▶ Records shown
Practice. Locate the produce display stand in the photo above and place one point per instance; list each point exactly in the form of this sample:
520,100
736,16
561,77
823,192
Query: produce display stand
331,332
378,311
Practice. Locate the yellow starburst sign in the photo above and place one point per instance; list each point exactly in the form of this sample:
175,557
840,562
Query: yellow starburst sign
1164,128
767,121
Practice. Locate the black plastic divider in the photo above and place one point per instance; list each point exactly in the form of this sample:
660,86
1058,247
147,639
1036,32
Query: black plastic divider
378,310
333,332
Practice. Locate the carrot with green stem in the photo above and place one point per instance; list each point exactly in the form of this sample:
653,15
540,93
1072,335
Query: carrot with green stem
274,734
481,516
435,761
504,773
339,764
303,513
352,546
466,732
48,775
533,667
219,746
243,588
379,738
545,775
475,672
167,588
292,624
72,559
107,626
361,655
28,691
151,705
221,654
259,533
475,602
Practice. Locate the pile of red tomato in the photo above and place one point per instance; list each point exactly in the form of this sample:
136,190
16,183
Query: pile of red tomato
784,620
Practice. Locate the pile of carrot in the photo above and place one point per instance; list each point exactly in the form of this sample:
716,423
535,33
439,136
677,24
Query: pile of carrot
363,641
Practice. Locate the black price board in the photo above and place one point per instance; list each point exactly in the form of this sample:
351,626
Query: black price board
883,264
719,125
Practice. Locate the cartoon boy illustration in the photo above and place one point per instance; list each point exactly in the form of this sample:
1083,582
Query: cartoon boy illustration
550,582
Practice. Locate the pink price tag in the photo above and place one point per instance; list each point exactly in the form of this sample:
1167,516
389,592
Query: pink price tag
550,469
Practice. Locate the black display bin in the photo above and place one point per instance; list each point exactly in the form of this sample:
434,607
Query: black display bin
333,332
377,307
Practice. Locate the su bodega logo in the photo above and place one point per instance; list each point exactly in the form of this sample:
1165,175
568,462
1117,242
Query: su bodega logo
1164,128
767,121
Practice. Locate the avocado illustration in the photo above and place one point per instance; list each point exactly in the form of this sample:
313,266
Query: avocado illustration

▶ Do this
Repeat the lines of the data above without changes, beginning at the line that contains "Practice. Locate the avocado" and stopping after the last line of the data.

▶ Task response
Practice. Locate the avocado illustration in the photo above and place one point per instance; list each point exactly in the form of this sample:
313,266
Query: avocado illustration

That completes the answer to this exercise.